**Extracted records**
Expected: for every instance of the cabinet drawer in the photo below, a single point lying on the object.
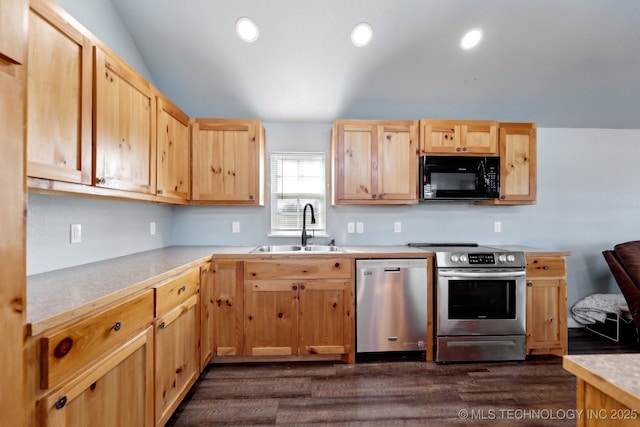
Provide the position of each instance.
(546, 267)
(301, 268)
(66, 351)
(177, 290)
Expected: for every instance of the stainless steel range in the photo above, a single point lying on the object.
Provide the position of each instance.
(480, 303)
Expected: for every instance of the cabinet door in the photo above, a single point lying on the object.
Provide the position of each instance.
(59, 139)
(439, 137)
(125, 126)
(176, 362)
(354, 154)
(228, 308)
(228, 161)
(479, 137)
(517, 163)
(206, 315)
(13, 28)
(397, 164)
(174, 151)
(117, 390)
(374, 162)
(271, 319)
(545, 328)
(326, 323)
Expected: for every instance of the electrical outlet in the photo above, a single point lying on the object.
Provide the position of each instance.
(76, 233)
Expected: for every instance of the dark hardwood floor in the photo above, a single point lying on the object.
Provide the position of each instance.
(536, 392)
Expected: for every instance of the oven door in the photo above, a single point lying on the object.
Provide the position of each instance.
(481, 302)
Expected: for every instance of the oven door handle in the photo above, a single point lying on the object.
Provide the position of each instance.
(482, 275)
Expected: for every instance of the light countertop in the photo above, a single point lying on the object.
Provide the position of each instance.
(62, 295)
(617, 375)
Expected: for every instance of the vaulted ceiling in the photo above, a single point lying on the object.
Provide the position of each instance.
(560, 63)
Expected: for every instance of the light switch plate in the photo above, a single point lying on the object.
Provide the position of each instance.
(76, 233)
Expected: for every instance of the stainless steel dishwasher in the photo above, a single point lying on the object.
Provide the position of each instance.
(391, 305)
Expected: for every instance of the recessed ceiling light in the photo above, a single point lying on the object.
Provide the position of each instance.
(246, 29)
(361, 34)
(471, 39)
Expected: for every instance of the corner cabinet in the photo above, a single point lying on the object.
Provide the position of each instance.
(59, 97)
(228, 161)
(177, 361)
(174, 151)
(517, 163)
(546, 305)
(228, 308)
(374, 162)
(294, 308)
(454, 137)
(124, 126)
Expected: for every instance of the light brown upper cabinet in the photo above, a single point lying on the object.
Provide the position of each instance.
(453, 137)
(517, 163)
(227, 161)
(12, 31)
(59, 97)
(374, 162)
(124, 126)
(174, 151)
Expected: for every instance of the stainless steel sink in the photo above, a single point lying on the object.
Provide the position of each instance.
(277, 248)
(323, 248)
(285, 249)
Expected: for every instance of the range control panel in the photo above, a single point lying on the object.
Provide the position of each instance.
(480, 259)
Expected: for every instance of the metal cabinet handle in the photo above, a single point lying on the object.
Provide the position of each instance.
(61, 402)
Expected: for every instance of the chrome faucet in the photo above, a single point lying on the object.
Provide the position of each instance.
(304, 222)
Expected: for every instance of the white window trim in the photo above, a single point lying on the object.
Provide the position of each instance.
(310, 230)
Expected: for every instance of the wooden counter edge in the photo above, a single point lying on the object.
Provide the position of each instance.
(605, 386)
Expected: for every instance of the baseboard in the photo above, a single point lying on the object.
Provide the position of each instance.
(571, 323)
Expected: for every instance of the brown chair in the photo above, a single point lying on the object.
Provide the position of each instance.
(624, 262)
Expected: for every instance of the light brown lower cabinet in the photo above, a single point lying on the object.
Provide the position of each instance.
(299, 308)
(177, 361)
(97, 370)
(116, 390)
(546, 305)
(296, 318)
(227, 308)
(205, 314)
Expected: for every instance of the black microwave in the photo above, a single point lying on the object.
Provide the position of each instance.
(459, 178)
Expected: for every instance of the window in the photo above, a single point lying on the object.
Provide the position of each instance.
(297, 179)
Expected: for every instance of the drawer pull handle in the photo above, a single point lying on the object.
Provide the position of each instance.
(63, 347)
(61, 402)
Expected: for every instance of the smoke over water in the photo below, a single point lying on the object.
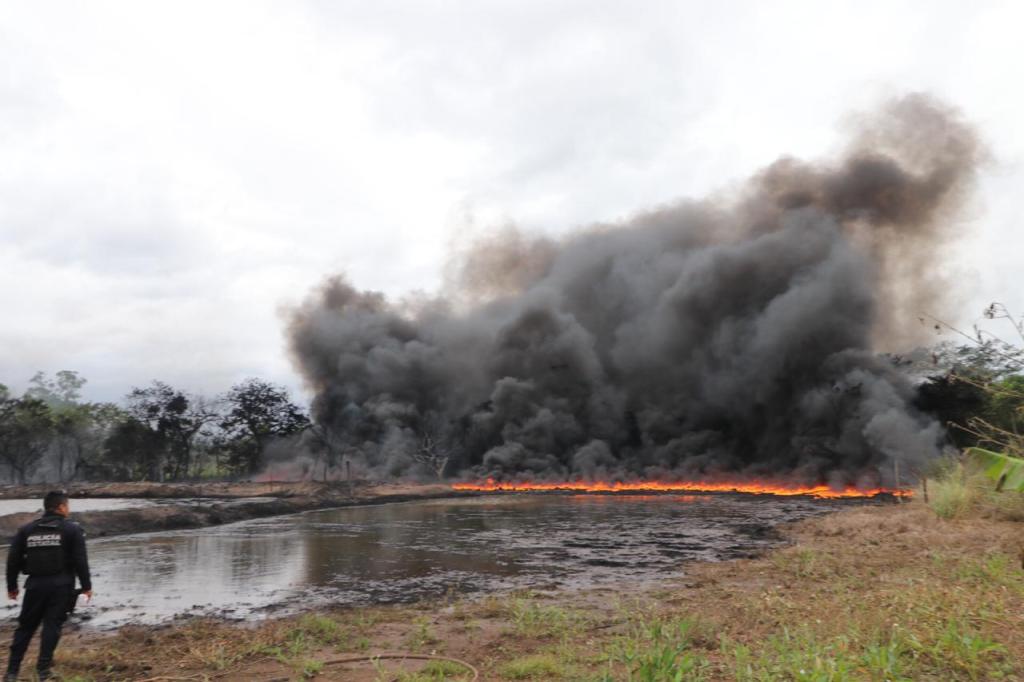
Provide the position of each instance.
(708, 339)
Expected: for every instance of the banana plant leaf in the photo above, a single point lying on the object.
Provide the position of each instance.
(1000, 467)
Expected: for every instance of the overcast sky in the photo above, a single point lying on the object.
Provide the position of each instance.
(172, 174)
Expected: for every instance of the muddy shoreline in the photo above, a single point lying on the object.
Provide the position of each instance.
(206, 505)
(895, 579)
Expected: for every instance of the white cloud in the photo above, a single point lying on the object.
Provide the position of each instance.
(171, 173)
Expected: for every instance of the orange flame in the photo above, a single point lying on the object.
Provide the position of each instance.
(822, 492)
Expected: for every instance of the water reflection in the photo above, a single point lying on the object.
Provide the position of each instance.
(409, 551)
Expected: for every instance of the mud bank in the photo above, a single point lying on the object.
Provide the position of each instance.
(862, 594)
(212, 504)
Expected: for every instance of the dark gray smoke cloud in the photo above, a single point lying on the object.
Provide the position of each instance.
(706, 338)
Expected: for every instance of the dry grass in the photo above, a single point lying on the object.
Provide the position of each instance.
(879, 593)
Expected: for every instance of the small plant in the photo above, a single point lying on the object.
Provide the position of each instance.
(421, 636)
(536, 667)
(310, 669)
(657, 650)
(437, 671)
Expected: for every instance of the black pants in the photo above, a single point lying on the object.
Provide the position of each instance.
(49, 606)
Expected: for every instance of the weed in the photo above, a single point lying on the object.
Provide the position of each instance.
(657, 650)
(436, 671)
(536, 667)
(421, 636)
(536, 620)
(310, 669)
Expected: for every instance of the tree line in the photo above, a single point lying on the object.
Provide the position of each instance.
(157, 432)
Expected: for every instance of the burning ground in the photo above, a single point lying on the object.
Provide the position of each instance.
(878, 593)
(731, 338)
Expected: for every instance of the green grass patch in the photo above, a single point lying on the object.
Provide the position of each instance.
(537, 667)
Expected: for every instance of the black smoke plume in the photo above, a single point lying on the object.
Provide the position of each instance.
(728, 337)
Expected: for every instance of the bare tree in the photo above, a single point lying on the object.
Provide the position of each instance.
(438, 443)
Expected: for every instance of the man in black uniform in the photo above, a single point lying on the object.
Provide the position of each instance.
(51, 551)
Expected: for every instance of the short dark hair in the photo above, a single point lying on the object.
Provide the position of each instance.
(53, 500)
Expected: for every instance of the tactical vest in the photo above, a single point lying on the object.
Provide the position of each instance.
(44, 553)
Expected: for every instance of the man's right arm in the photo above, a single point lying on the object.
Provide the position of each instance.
(80, 559)
(15, 558)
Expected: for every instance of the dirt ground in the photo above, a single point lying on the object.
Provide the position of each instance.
(875, 593)
(286, 498)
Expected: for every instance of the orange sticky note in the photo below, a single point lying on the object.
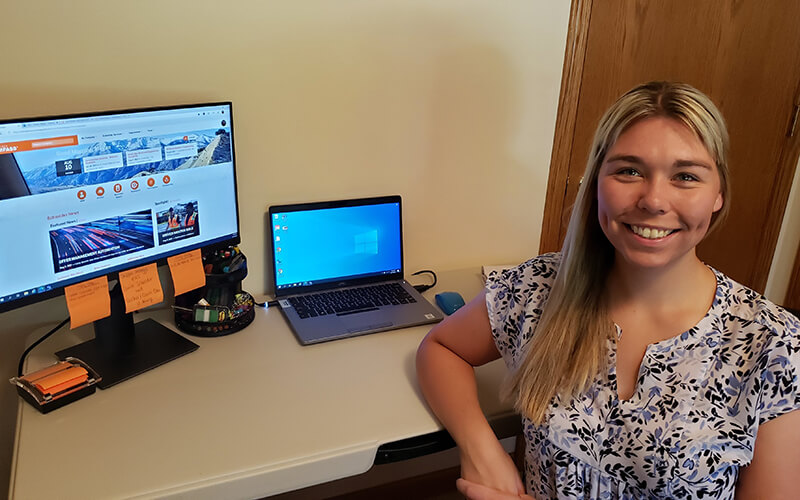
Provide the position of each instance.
(187, 271)
(141, 287)
(88, 301)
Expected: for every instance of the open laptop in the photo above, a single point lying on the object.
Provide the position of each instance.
(338, 269)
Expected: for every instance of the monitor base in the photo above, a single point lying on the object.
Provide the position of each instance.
(153, 345)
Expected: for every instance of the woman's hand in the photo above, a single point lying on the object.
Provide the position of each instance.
(474, 491)
(493, 469)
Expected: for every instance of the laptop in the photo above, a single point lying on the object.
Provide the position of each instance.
(338, 269)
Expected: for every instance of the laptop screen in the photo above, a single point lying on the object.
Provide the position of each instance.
(320, 243)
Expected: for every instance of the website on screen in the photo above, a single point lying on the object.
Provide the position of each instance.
(87, 194)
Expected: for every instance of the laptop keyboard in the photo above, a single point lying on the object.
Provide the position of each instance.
(351, 300)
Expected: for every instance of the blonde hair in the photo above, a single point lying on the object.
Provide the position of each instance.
(568, 348)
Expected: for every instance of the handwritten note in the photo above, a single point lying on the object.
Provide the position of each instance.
(187, 271)
(88, 301)
(141, 287)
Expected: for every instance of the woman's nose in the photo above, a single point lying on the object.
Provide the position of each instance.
(654, 196)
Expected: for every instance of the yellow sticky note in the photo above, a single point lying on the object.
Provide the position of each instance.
(187, 271)
(141, 287)
(88, 301)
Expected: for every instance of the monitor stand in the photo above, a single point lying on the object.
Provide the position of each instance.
(123, 349)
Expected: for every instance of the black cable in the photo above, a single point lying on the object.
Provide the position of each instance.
(422, 288)
(42, 339)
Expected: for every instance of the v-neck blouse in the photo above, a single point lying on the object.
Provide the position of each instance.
(693, 417)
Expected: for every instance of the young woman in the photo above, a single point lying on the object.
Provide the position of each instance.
(639, 371)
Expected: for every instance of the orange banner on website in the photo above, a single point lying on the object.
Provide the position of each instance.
(34, 144)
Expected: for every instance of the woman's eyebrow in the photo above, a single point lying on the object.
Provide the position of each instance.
(639, 161)
(625, 158)
(692, 163)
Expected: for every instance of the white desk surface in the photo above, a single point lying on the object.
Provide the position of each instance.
(245, 416)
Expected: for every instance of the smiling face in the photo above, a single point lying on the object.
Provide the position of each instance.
(657, 189)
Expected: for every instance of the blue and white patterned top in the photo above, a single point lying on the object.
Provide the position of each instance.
(692, 421)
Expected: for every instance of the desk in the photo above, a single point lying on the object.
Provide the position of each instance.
(245, 416)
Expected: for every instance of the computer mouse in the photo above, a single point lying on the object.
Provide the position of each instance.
(449, 302)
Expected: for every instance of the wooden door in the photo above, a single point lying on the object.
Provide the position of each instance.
(745, 54)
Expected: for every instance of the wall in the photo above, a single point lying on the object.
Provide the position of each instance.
(451, 104)
(786, 249)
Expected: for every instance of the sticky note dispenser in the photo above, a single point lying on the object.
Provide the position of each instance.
(57, 385)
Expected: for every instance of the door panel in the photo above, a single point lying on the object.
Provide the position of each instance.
(746, 56)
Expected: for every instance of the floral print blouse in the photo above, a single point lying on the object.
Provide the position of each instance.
(693, 419)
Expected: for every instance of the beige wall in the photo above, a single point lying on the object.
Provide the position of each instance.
(786, 250)
(450, 103)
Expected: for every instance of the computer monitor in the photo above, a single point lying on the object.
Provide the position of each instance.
(87, 195)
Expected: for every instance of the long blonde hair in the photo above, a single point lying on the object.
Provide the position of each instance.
(568, 348)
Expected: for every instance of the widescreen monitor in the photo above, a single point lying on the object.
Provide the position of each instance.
(88, 195)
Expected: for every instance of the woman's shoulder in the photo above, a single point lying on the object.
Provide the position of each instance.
(541, 269)
(751, 311)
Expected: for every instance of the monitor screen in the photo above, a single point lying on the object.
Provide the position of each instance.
(87, 195)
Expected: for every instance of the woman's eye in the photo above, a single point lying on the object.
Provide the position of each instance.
(684, 177)
(628, 171)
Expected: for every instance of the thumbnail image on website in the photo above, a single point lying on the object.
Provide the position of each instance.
(103, 239)
(179, 222)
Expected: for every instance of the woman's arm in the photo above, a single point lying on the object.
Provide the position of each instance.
(774, 472)
(445, 362)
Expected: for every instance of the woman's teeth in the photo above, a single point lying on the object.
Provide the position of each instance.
(650, 233)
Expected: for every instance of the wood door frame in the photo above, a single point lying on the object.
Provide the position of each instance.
(558, 179)
(571, 78)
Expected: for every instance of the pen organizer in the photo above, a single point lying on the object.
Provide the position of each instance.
(221, 307)
(57, 385)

**What to do**
Go through the data above and return each line containing the string "oven".

**Result of the task**
Expected: for every instance of the oven door in the photo above, a single point lying on the object.
Expected: for every instance of the oven door handle in the photo above, a single point lying on the object.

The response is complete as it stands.